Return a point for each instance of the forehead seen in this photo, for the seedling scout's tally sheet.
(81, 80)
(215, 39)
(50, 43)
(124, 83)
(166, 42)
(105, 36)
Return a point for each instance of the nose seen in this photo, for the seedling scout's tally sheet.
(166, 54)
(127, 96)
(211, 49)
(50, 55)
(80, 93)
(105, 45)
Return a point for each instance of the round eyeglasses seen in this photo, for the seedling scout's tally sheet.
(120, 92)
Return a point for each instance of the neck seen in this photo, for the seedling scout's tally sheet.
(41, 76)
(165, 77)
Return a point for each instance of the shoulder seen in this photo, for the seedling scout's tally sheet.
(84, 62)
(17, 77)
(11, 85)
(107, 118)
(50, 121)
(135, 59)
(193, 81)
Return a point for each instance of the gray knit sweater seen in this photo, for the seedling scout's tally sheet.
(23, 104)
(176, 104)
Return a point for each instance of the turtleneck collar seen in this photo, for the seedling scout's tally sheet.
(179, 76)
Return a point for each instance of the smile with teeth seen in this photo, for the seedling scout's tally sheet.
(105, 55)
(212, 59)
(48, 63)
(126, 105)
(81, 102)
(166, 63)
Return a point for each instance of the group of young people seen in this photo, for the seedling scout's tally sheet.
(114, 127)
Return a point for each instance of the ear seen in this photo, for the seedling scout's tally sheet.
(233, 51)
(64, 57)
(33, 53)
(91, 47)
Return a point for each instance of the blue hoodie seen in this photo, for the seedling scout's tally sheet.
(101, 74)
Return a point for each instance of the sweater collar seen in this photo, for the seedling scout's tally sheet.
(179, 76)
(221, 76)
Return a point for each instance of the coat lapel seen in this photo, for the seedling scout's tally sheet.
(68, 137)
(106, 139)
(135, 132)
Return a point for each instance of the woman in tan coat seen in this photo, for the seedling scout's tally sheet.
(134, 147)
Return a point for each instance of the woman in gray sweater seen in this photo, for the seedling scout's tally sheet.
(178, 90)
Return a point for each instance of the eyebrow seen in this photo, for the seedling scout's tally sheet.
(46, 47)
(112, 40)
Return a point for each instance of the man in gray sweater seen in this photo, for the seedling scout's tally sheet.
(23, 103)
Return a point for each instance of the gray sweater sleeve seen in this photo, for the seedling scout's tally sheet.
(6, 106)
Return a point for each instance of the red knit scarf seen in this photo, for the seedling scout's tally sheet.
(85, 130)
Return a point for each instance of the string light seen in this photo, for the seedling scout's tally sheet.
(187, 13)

▶ [What the task requires]
Lay out all of the data above as a CSV with two columns headed text and answer. Each line that asks for points goes in text and the points after it go in answer, one row for each such line, with every field in quotes and line breaks turned into spaces.

▶ [The solution]
text,answer
"Return a point for each instance of the forehead seen in this photo, for the seedling scout's tally sheet.","(81, 80) (215, 39) (50, 43) (124, 83) (166, 42) (105, 36)"
"Return a point for each instance of the nose seen in this photo, for the seedling scout's tally sheet.","(166, 54) (127, 96) (211, 49) (50, 55) (80, 93) (105, 45)"
"Return a point for each instance of the round eyeglasses seen in this photo, for the seedling scout's tally sheet.","(120, 92)"
"Return a point for each instance of the neck seen in this photo, for the seedling scout's tally sheet.","(41, 76) (165, 77)"
"Return a point for each instance of the shoulder seen in this photo, for the seedling scout's tally sheet.","(84, 62) (17, 77) (11, 85) (107, 118) (50, 121) (135, 59) (193, 81)"
"Return a point for each instance of the gray knit sweater seen in this photo, for the seedling scout's tally sheet.","(23, 104) (176, 104)"
"Return a point for each instance of the turtleneck collar seen in this photo, for the seedling scout's tally sheet.","(179, 76)"
"Return a point for each instance of the smile with teeth seen in this photo, for the seedling scout's tally sheet.","(105, 55) (212, 59) (48, 63) (126, 105) (81, 102) (166, 63)"
"Return a point for each instance of the group of young people seen in this photo, for the seedling scout's tally sheet.","(114, 127)"
"Return a point for each instance of the ear seen in this photo, for the seedling scout's tally sheet.","(233, 51) (64, 57) (33, 53) (91, 47)"
"Return a point for each instance of the blue hoodie seen in this photo, for the seedling scout's tally sheet.","(101, 74)"
"Return a point for each instance of the sweater collar seen in this photo, for the seedling scout's tally sheet.","(179, 76) (221, 76)"
"Return a point for each instance of the coat lapel seen in this photo, for the seedling scout's tally sheet.","(68, 137) (106, 139) (135, 132)"
"Return a point for each instance of the woman in tan coat seen in this photo, for the seedling scout's tally sheet.","(134, 147)"
"Return a point for each instance of the woman in gray sweater seen in this photo, for the seedling scout's tally sheet.","(178, 90)"
"Return a point for each instance of the eyebrow seen in this photo, for the seedling scout's tally sheet.","(46, 47) (112, 40)"
"Return a point for each instance of the man in gray sweater seen in this photo, for the seedling scout's tally sheet.","(23, 103)"
"Return a point for each instance of the gray sweater sleeve seen in this photo, for the seedling scout's tally sheet.","(6, 106)"
"Return a point for each instance of the red knit scarf seen in this photo, for the seedling scout's tally sheet.","(85, 130)"
"Return a point for each instance of the string light seen in this photo, for the seedling scout's tally sheet.","(187, 13)"